Begin Provided passage

Dooya MD Kyle Dowie’s first exposure to crypto arbitrage was when he moved back from the UK and wanted to repatriate some funds to SA.

“A friend, who later became one of the co-founders of Dooya, suggested I repatriate these funds by way of crypto arbitrage, which I knew nothing about,” he says. “Instead of paying fees to the banks to bring my money bank, it was explained to me that I could purchase Bitcoin (BTC) on an overseas exchange and sell that at a profit on a South African exchange. Instead of it costing me to bring money to SA, I made a profit on the transaction. That’s how I got my first exposure to crypto arbitrage, and then I started getting family and friends into it. Before long, it had become a full-time business. ”

And the name Dooya?

“That’s an anagram of the names of the founders of the business,” says Dowie. The other directors are David Roux (co-founder and software architect), Jonathan Archer (co-founder and director), and Adam Paardenkooper (co-founder).

While other crypto providers use stablecoins such as USD Coins (USDC) or True USD (TUSD), which are crypto imitations of the US dollar, Dooya sticks to bitcoin because historically it offers 10% to 20% better returns.

The website shows the company has generated more than 2,800 trades in the last 90 days, with a net average profit per trade of 1.22%. The maximum profit on a trade during that period was a net 3.33%.

Moneyweb sat down with Dowie and asked some searching questions about the company.

How long has the business been around?

The company was formed in 2018 and started trading in 2019.

Some people still have trouble understanding how crypto arbitrage works. Can you explain it?

You buy bitcoin on an overseas exchange at a cheaper price than you can in SA, then sell that bitcoin in SA at a higher price to make a profit. It’s as simple as that.

End Provided passage
Begin Data rows

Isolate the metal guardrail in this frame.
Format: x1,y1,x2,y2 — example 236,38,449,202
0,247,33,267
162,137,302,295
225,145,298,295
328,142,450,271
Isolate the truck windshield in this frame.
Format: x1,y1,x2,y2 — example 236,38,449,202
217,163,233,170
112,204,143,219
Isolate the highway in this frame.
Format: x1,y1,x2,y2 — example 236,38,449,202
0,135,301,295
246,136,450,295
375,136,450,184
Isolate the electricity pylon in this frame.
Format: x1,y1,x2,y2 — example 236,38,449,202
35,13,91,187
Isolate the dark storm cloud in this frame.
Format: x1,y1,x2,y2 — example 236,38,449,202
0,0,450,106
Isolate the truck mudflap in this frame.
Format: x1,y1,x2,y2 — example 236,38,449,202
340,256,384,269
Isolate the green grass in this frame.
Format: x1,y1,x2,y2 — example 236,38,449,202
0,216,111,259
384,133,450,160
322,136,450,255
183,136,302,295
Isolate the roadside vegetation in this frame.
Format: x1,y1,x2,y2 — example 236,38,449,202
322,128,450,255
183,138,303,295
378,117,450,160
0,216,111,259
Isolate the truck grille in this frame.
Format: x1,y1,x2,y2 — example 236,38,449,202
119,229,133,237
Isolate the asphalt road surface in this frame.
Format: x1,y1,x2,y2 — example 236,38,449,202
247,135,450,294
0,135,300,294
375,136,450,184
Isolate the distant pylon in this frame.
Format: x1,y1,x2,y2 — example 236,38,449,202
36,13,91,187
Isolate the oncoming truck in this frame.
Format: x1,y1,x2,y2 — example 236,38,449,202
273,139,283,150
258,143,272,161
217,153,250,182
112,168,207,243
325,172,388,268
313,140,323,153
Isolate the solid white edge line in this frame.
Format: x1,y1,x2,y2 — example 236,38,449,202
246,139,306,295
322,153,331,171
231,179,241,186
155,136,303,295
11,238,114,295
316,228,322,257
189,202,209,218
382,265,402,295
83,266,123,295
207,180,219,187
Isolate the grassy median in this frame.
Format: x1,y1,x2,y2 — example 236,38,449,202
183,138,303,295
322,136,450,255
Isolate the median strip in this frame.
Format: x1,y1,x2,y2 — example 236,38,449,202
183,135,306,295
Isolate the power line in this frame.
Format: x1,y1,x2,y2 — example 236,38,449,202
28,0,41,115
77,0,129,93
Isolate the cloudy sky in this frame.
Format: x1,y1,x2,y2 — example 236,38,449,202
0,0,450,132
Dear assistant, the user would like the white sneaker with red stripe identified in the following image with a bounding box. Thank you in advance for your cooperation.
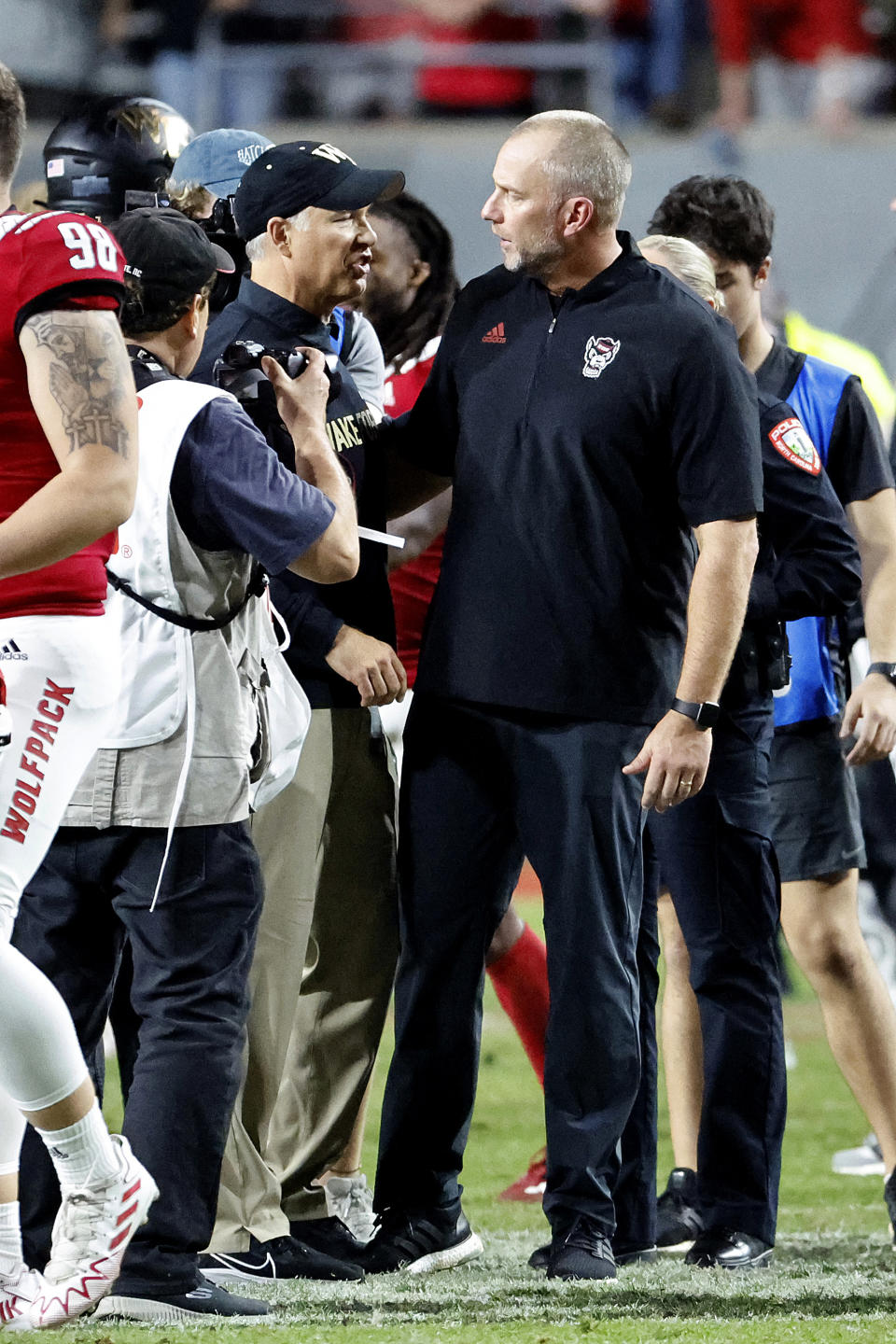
[31,1134,159,1329]
[0,1254,47,1331]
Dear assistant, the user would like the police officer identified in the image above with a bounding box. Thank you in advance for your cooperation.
[15,210,358,1322]
[617,236,861,1268]
[651,177,896,1247]
[364,112,761,1278]
[196,141,407,1281]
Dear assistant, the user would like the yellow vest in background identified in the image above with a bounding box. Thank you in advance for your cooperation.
[785,312,896,441]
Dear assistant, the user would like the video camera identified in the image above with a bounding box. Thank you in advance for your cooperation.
[212,340,343,404]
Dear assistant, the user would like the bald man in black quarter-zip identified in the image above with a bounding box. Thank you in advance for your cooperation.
[364,112,762,1278]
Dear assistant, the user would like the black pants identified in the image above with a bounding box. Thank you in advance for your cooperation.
[626,700,787,1243]
[13,822,262,1293]
[375,694,646,1235]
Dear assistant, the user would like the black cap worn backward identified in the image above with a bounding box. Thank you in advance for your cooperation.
[233,140,404,239]
[113,207,235,296]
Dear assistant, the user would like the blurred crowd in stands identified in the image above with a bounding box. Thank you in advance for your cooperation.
[86,0,896,133]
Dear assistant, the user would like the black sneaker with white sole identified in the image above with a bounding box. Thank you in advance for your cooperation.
[199,1237,364,1283]
[361,1209,483,1274]
[657,1167,706,1252]
[685,1227,773,1270]
[288,1214,367,1265]
[92,1278,270,1325]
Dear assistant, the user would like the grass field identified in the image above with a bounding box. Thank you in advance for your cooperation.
[21,906,896,1344]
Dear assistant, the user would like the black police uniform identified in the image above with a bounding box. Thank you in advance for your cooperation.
[756,340,893,882]
[615,392,861,1252]
[375,234,762,1235]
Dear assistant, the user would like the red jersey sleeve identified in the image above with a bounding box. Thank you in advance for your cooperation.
[7,211,125,336]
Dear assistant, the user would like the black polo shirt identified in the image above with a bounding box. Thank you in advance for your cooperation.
[392,234,762,724]
[192,278,395,708]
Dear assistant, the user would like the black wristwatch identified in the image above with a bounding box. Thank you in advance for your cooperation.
[865,663,896,685]
[672,699,721,733]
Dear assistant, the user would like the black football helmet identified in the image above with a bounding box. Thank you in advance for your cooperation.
[43,97,193,222]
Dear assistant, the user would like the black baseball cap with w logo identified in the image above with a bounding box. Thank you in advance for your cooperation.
[233,140,404,238]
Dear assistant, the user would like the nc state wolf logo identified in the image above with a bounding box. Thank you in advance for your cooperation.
[581,336,620,378]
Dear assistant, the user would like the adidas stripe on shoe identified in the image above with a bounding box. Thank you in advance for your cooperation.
[31,1134,159,1329]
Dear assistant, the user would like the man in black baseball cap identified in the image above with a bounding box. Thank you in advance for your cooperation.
[114,208,235,312]
[193,140,407,1282]
[233,140,404,239]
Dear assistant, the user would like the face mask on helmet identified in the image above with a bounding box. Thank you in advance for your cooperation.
[43,98,193,222]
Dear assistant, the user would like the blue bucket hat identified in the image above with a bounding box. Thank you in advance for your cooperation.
[169,128,274,196]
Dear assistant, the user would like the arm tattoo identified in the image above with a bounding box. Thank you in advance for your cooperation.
[22,311,133,457]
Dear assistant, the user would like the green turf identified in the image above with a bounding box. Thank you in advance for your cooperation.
[25,924,896,1344]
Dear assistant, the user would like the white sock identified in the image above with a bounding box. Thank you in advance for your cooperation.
[0,1200,21,1265]
[37,1102,121,1195]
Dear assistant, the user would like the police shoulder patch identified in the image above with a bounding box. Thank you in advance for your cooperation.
[768,415,820,476]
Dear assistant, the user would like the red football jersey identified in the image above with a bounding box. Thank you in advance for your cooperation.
[383,336,444,685]
[0,211,125,616]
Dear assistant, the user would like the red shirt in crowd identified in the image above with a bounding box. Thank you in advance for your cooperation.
[383,336,444,687]
[709,0,871,66]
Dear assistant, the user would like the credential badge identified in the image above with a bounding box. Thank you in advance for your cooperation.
[581,336,620,378]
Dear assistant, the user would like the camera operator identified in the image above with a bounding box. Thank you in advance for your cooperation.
[196,141,407,1281]
[15,210,358,1322]
[166,128,385,412]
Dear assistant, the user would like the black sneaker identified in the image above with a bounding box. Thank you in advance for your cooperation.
[361,1209,483,1274]
[199,1237,364,1283]
[288,1218,365,1265]
[92,1278,270,1325]
[526,1242,657,1268]
[685,1227,771,1268]
[548,1213,617,1278]
[884,1170,896,1252]
[657,1167,706,1252]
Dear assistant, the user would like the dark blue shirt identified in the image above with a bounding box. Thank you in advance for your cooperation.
[132,346,336,574]
[192,278,395,708]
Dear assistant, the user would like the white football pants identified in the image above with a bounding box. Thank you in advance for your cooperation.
[0,616,121,1173]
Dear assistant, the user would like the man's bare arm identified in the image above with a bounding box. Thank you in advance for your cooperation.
[623,519,759,812]
[388,486,452,570]
[841,489,896,764]
[0,309,137,578]
[262,347,360,583]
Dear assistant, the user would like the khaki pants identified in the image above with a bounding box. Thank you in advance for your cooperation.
[211,708,398,1252]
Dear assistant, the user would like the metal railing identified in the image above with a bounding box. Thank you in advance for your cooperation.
[195,0,612,128]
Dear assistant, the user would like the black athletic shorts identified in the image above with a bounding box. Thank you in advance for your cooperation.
[768,719,865,882]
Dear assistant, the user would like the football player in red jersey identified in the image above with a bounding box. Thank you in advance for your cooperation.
[0,64,156,1328]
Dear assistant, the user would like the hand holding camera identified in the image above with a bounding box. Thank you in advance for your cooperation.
[260,345,330,438]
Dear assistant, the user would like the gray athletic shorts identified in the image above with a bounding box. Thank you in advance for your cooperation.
[768,719,865,882]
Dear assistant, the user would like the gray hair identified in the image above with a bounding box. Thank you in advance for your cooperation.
[509,110,631,229]
[638,234,725,314]
[245,205,313,266]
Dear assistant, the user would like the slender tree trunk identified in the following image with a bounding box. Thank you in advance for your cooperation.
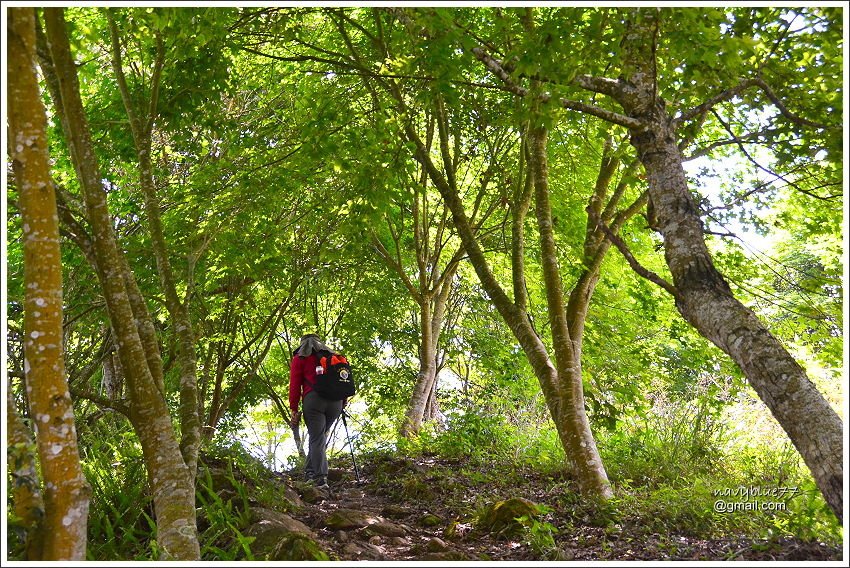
[614,9,844,519]
[529,118,613,498]
[45,8,200,560]
[6,381,45,560]
[401,295,437,437]
[7,8,90,561]
[107,13,201,478]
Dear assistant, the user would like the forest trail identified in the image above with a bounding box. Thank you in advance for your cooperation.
[264,458,841,561]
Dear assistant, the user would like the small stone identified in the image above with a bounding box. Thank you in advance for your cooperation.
[425,536,449,552]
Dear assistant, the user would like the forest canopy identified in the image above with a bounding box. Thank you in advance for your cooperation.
[3,3,847,561]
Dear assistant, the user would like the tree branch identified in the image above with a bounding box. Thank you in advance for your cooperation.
[588,209,679,299]
[464,47,644,130]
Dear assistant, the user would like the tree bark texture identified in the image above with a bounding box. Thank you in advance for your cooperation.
[6,381,44,560]
[396,98,613,500]
[529,118,614,499]
[6,8,90,561]
[614,8,844,519]
[108,12,201,479]
[44,8,200,560]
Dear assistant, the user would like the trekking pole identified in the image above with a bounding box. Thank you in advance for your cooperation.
[342,408,360,483]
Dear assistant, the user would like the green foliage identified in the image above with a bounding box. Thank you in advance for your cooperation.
[81,424,157,561]
[197,467,254,560]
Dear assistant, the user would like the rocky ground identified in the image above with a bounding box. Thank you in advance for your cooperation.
[209,452,842,561]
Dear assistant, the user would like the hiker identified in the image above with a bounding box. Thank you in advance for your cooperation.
[289,333,346,489]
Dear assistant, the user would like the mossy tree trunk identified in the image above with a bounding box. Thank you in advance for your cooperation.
[44,8,200,560]
[6,8,90,561]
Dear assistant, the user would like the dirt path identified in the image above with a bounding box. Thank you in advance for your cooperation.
[282,460,841,561]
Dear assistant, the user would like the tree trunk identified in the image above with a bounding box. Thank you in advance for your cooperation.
[615,9,844,519]
[107,16,201,479]
[6,381,44,560]
[7,8,90,560]
[529,118,613,498]
[400,296,439,438]
[44,8,200,560]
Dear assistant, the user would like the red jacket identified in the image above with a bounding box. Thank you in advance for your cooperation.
[289,353,319,412]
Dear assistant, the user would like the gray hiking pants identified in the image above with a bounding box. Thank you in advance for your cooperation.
[302,391,342,481]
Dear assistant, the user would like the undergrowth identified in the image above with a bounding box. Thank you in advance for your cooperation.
[386,404,842,546]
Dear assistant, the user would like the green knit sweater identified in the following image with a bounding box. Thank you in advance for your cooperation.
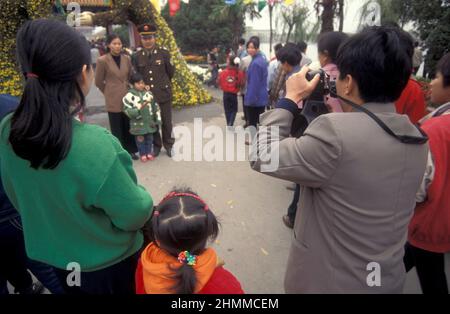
[0,115,153,272]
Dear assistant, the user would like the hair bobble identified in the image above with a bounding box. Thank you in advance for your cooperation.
[178,251,198,266]
[25,72,39,78]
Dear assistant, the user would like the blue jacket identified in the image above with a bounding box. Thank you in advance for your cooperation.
[245,53,269,107]
[0,94,19,223]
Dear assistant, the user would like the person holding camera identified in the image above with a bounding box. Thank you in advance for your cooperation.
[251,27,428,293]
[282,32,348,229]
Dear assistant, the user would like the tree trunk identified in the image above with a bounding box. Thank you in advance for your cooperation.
[339,0,344,32]
[320,0,337,34]
[269,4,273,55]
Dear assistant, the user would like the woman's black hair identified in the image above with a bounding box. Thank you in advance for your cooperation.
[130,72,144,85]
[336,26,413,103]
[317,32,348,63]
[277,43,302,67]
[151,188,219,294]
[247,36,260,49]
[297,40,308,53]
[106,34,122,52]
[437,52,450,87]
[9,19,91,169]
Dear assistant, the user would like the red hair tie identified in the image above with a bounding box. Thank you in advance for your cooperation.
[26,72,39,78]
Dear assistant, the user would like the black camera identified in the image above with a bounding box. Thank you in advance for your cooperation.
[291,69,337,137]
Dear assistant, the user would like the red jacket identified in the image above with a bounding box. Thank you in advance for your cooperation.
[408,115,450,253]
[135,260,244,294]
[395,79,426,124]
[217,67,245,94]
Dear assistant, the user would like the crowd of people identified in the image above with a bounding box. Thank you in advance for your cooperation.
[0,19,450,294]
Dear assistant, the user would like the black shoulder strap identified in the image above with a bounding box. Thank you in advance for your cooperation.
[336,95,428,145]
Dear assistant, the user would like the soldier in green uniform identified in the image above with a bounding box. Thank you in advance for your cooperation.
[133,24,175,157]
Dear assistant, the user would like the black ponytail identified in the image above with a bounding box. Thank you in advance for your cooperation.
[150,188,219,294]
[9,19,91,169]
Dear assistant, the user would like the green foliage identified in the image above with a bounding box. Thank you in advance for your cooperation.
[278,3,321,42]
[410,0,450,77]
[162,0,233,54]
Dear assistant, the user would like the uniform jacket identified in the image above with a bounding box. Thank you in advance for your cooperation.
[133,47,175,105]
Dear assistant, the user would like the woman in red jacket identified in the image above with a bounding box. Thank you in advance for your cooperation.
[405,53,450,294]
[136,190,244,294]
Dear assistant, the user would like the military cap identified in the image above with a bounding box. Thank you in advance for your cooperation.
[138,23,156,37]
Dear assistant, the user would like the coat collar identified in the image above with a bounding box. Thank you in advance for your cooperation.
[363,102,397,113]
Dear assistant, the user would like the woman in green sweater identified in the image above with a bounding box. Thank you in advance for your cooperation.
[0,19,153,294]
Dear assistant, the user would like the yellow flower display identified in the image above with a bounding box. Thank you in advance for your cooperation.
[0,0,212,107]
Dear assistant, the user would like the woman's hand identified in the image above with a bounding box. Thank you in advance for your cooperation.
[286,66,320,104]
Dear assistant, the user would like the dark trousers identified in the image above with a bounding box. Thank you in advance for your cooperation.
[135,133,153,157]
[206,66,219,88]
[153,101,175,151]
[223,92,238,126]
[288,184,300,222]
[55,252,140,295]
[246,106,265,128]
[0,219,33,293]
[108,112,137,154]
[0,217,64,294]
[403,243,448,294]
[242,95,248,123]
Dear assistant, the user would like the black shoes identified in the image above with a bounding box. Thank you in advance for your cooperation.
[19,281,44,295]
[130,153,139,160]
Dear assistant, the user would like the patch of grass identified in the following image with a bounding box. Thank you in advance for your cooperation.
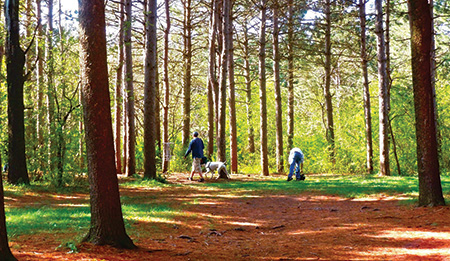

End Data rows

_Given problem 1:_ Express the part of the records that opens with the line containing "Dear assistant, the user would like the dark blue" and closes with the line containing "[245,205,313,266]" as a JSON list of strings, one string per line, leaving out blank lines.
_Given problem 2:_ Write the next part of the Dooya interview, picking up right after its final sentence.
The Dooya interview and the records are unrelated material.

_Expected answer 1:_
[
  "Dear assistant, the user would like the dark blue shirt identified in the image above with a bounding box. Thank you in advance for your cooperation.",
  "[132,346,336,574]",
  "[192,278,395,708]",
  "Dear assistant, the user would like the white football pants identified in the image above with a bounding box. Thank you in advance for your cooperation.",
  "[0,616,121,1173]",
  "Dear assistant, the user would like the man's bare arm identified in the image above with a bounding box. Thank you in advance for your cooperation.",
  "[623,519,759,812]",
  "[388,486,452,570]",
  "[841,489,896,764]",
  "[0,309,137,578]",
  "[262,347,360,583]",
  "Dear assistant, the user would like the khaki pants identified in the image above with a bounding box. Thank you in advance for your cooperation.",
  "[211,708,398,1252]",
  "Dear assistant, the user would like the metal railing identified in the image above with a bounding box. Thank you in advance for your cooperation.",
  "[195,0,612,128]",
  "Dear assistant, the user would like the black athletic shorts identified in the image above with a bounding box. Thank you in advance for your cooperation.",
  "[768,719,865,882]",
  "Dear assistant, the user would like the football player in red jersey identified in the image above with a bounding box. Thank you in advance for your cooperation.",
  "[0,64,156,1328]",
  "Dear assistant, the user would like the hand holding camera identified in the image above with a bounding box. Thank you in advance for your cooperation.",
  "[260,345,330,438]",
  "Dear assistant, the user would like the gray athletic shorts identified in the image above with a bounding box. Thank you in advance for your cooperation.",
  "[768,719,865,882]",
  "Dear assistant, the user would like the gray hair identified in the image above with a bounding box. Thank you in advance for your cooperation.",
  "[509,110,631,229]",
  "[638,234,725,314]",
  "[245,205,313,266]"
]

_Expected answer 2:_
What is a realistic profit expectation?

Our clients have made an average net profit after costs of 1.22% a trade over the last 90 days. Sometimes that profit is higher, sometimes lower. This is not as high as it was in years past when net profits ran as high as 4%, 5% or even higher, but it is still worthwhile. The graph below shows the gross profit in orange and the net profit in white over the last year.

Source: Dooya

What’s the minimum amount people need to start trading?

We recommend a minimum of R100 000.

To take part in crypto arbitrage you need to take advantage of your R1 million-a-year Special Discretionary Allowance (SDA), for which no approvals are needed, and your R10 million-a-year Foreign Investment Allowance (FIA), for which you need Reserve Bank approval, based on tax clearance from the SA Revenue Service (Sars).

That’s a total of R11 million per person per year. If you make a 1.22% net profit on R11 million, that’s R134 000. If you’re a married couple, you can double that. So it’s a significant amount of profit.

Many people think you need R11 million to participate in crypto arbitrage. You don’t. You need a minimum of about R100 000, which can be traded repeatedly up to a maximum of R11 million.

To do this you have to get approval from Sars, and we have a professional accountant who takes care of these applications, and that’s a service we provide to clients at no charge.

Is the Dooya arbitrage system fully automated?

Yes. It requires no intervention from the client.

Can the client nominate a target profit level?

Yes, obviously within reason. If the client says I only want to trade when the market offers a net profit of 4%, we would have to explain that those situations occur very rarely. A more realistic profit expectation of around 1.2% would be preferable, because that is what we have been able to achieve historically.

What are your costs?

We charge a profit share, so our interests are aligned with that of the customer.

We take a 25% profit share on the first R2.5m traded annually, and 20% on the remainder of the FIA.

Do you hedge your trades to remove forex and crypto price risk?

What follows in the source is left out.